◆ Exercise
An exact copy of the data is needed, but without any of its images.

╭─ Task inputs

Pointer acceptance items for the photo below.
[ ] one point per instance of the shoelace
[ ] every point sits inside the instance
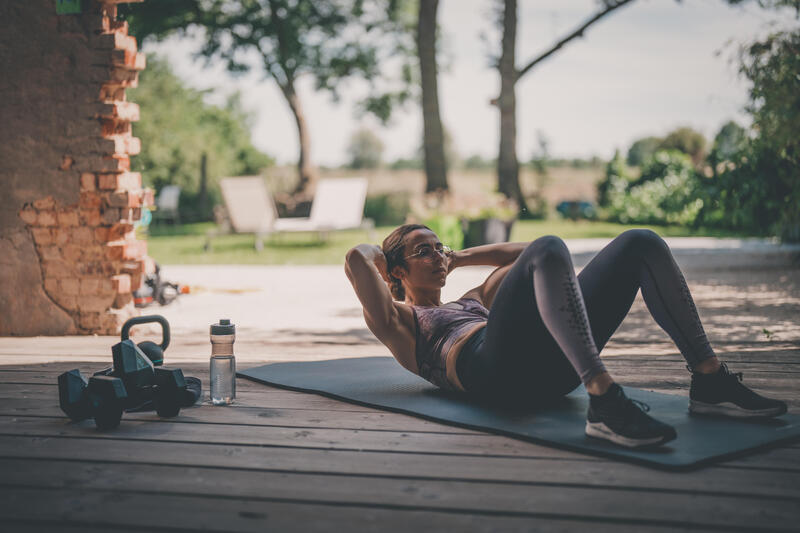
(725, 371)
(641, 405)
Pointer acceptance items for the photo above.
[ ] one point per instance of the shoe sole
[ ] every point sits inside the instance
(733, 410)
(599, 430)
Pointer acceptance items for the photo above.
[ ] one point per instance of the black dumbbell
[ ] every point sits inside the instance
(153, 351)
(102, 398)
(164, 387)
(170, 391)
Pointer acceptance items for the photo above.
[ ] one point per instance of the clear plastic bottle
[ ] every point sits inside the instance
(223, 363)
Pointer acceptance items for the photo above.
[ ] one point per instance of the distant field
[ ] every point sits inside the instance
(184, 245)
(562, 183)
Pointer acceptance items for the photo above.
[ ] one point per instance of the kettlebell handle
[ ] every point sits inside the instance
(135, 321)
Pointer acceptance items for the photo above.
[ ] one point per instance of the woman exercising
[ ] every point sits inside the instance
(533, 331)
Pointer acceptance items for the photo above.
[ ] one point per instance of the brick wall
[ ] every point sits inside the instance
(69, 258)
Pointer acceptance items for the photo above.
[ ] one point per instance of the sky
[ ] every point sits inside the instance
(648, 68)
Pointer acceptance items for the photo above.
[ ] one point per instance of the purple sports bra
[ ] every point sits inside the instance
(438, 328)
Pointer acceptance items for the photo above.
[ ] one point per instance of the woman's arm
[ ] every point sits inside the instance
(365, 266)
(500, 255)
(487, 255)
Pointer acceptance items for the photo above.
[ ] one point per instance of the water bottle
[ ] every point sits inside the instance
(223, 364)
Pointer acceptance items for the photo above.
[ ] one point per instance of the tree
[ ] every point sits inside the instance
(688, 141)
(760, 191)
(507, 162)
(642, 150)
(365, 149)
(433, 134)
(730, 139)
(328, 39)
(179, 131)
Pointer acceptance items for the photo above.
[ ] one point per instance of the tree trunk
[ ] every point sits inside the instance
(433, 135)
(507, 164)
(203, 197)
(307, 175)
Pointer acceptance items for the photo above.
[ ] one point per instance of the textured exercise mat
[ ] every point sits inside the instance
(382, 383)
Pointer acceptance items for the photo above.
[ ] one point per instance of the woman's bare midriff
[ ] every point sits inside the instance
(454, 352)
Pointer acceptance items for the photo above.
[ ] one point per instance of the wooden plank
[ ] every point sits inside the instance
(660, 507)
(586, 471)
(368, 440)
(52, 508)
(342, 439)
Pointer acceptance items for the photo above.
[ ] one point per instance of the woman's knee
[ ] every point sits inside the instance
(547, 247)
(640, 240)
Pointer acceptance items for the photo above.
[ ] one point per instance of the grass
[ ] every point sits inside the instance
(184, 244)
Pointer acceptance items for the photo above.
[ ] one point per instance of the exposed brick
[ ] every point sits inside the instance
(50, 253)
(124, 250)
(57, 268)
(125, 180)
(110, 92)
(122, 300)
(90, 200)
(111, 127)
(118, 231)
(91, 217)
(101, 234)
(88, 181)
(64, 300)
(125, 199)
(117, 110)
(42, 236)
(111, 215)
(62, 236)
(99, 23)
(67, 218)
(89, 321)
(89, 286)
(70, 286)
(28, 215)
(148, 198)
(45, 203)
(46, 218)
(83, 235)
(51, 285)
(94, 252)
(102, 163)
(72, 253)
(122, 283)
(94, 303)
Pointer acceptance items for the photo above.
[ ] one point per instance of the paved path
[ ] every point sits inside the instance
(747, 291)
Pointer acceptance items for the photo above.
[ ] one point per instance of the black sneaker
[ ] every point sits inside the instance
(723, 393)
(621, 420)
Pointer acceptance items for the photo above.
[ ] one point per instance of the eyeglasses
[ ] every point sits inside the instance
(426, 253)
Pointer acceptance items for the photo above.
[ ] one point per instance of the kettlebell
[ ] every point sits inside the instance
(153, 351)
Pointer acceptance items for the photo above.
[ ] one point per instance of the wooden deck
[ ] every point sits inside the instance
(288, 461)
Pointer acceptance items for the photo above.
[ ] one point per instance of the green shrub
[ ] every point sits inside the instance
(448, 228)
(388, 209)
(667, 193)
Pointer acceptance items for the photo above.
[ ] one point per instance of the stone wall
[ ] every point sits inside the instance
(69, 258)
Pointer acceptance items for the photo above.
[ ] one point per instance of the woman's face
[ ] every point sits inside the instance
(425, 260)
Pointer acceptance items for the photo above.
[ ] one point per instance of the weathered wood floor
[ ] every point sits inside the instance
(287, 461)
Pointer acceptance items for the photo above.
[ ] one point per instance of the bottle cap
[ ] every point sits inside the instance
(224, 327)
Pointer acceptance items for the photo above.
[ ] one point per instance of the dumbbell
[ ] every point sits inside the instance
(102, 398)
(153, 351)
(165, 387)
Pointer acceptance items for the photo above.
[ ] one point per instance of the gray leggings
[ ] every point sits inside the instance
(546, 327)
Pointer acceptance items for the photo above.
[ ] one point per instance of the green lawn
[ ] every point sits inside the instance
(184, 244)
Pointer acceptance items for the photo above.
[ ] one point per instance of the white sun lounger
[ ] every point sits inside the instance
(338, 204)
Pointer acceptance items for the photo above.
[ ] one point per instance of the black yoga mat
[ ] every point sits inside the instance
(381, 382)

╰─

◆ Answer box
Pointer acceptance items for the photo below.
[ ] one point per instance of the shoelace
[ ] every point sits inside the instance
(725, 371)
(641, 405)
Pointer acceptance items for the photo above.
[ ] one point per instance of the shoe sole
[ ] every point sits inside the instance
(733, 410)
(599, 430)
Pointer acceptance items for the photo above.
[ ] one point per instance of the black dumbbell
[ ] every point sits inside the instance
(153, 351)
(102, 398)
(164, 387)
(170, 391)
Pointer acceptance items for the photo above.
[ ] one point per instance of the clear plastic bottle
[ ] every point sits inside the instance
(223, 363)
Pointer acceptance items for the photo above.
[ ] one point per instance of the distant field
[ ] every point sits inside the instance
(184, 245)
(562, 183)
Pointer acceptance items for the photo above.
[ ] one point per instance of the kettlebell handle
[ ] every point sits inside the instance
(135, 321)
Pointer acceptance items for the photo above.
[ ] one point per instance of the woman exercising
[ ] every point sits inside the instance
(533, 331)
Pointer acceptance items for the photo above.
[ ] one point per instance of the brick wall
[ ] every point sits inside the instance
(69, 258)
Pointer acceptance items for the photo above.
[ ] one point per instance of the sky
[ ] every point sits inside the instance
(648, 68)
Pointer acceptance items for the photo above.
[ ] one point per instance of the purple sports bra
[ ] every point sits inside the instance
(438, 328)
Pointer acceptance items for the photo above.
[ ] one point per instance of the woman's arm
[ ] every point sits inside the instance
(365, 266)
(500, 255)
(487, 255)
Pointer acceptance items for the photo above.
[ ] one point per instance of the water bottle
[ ] every point sits inside the instance
(223, 364)
Pointer acceptance items for the photo above.
[ ] one point per instance of the tree
[ ] every point sits inside the instance
(688, 141)
(760, 191)
(507, 162)
(642, 150)
(365, 149)
(433, 134)
(730, 139)
(328, 39)
(179, 131)
Pointer acceptance items for the photo above.
[ ] one point per instance of the tree trunk
[ ] every point sits inside the instance
(433, 135)
(507, 164)
(203, 197)
(307, 175)
Pointer acceptance items for the photo above.
[ ] one point per instance of the textured exercise mat
[ ] every point sits inside the instance
(382, 383)
Pointer acceptance items for the photo above.
[ ] one point per instance of the woman's bare midriff
[ ] every point sits inside the instance
(454, 352)
Pointer acceptance items for the photo above.
[ ] one point per instance of the wooden plank
[ ] every point sits inside the instance
(660, 507)
(586, 471)
(368, 440)
(52, 508)
(342, 439)
Pointer acceptance items for the photo above.
[ ] one point per instance of the woman's knee
[ ] every point sits inside the instance
(547, 247)
(640, 240)
Pointer acceptance items for the photo above.
[ ] one point per instance of the grass
[ ] every point sits inside the instance
(184, 244)
Pointer acceptance items for the photo above.
[ ] one point per instance of the exposed brick
[ ] every point sits inside the instance
(50, 253)
(124, 250)
(57, 268)
(125, 180)
(110, 92)
(122, 300)
(90, 200)
(111, 127)
(118, 231)
(91, 217)
(101, 234)
(88, 181)
(64, 300)
(125, 199)
(117, 110)
(42, 236)
(111, 215)
(62, 236)
(99, 23)
(67, 218)
(89, 321)
(89, 286)
(70, 286)
(28, 215)
(148, 198)
(45, 203)
(46, 218)
(83, 235)
(51, 285)
(94, 252)
(102, 163)
(72, 253)
(122, 283)
(94, 303)
Pointer acceptance items for the photo above.
[ ] one point per instance of the paved path
[ ] every point sits inside the instance
(747, 291)
Pointer acceptance items for the photo above.
[ ] one point per instance of the black sneaker
[ ] every point sits inside the instance
(723, 393)
(621, 420)
Pointer acceptance items for the photo above.
[ ] one point per instance of the eyeglasses
[ ] every point sits inside the instance
(426, 253)
Pointer acceptance items for the photo above.
[ ] one point per instance of the kettlebell
[ ] every point sits inside the instance
(153, 351)
Pointer acceptance items for the photo above.
[ ] one point per instance of the wooden deck
[ ] every point sits inside the instance
(288, 461)
Pointer acceptance items for the photo above.
[ ] one point per instance of the green shrub
[ ] every point sits inside the instance
(448, 228)
(388, 209)
(667, 193)
Pointer acceptance items for the photo above.
[ ] one point per instance of the stone wall
[ ] every point sits inside the instance
(69, 258)
Pointer acceptance items for the photo above.
[ ] one point per instance of the woman's face
[ ] every point sits inside the instance
(425, 260)
Pointer acceptance items for the photo above.
[ ] one point per instance of the weathered wood floor
[ ] every point sits inside the instance
(287, 461)
Pointer acceptance items for the photo above.
[ ] one point per instance of the bottle cap
[ ] every point sits inside the instance
(224, 327)
Pointer acceptance items for the photo above.
[ ] one point per instance of the dumbbell
[ ] every point sits inside the instance
(102, 398)
(153, 351)
(165, 387)
Pointer acceptance items for the photo above.
[ ] one point per instance of the gray leggings
[ ] every point sits inside the instance
(546, 327)
Pointer acceptance items for the photo above.
[ ] one point per instance of the green lawn
[ ] every point sits inside the instance
(184, 244)
Pointer acceptance items for the photo above.
[ ] one point per instance of the white sun lounger
[ ] every point sits inside the instance
(338, 204)
Pointer acceptance items for the photo above.
[ ] one point per instance of the black yoga mat
[ ] every point sits inside the instance
(381, 382)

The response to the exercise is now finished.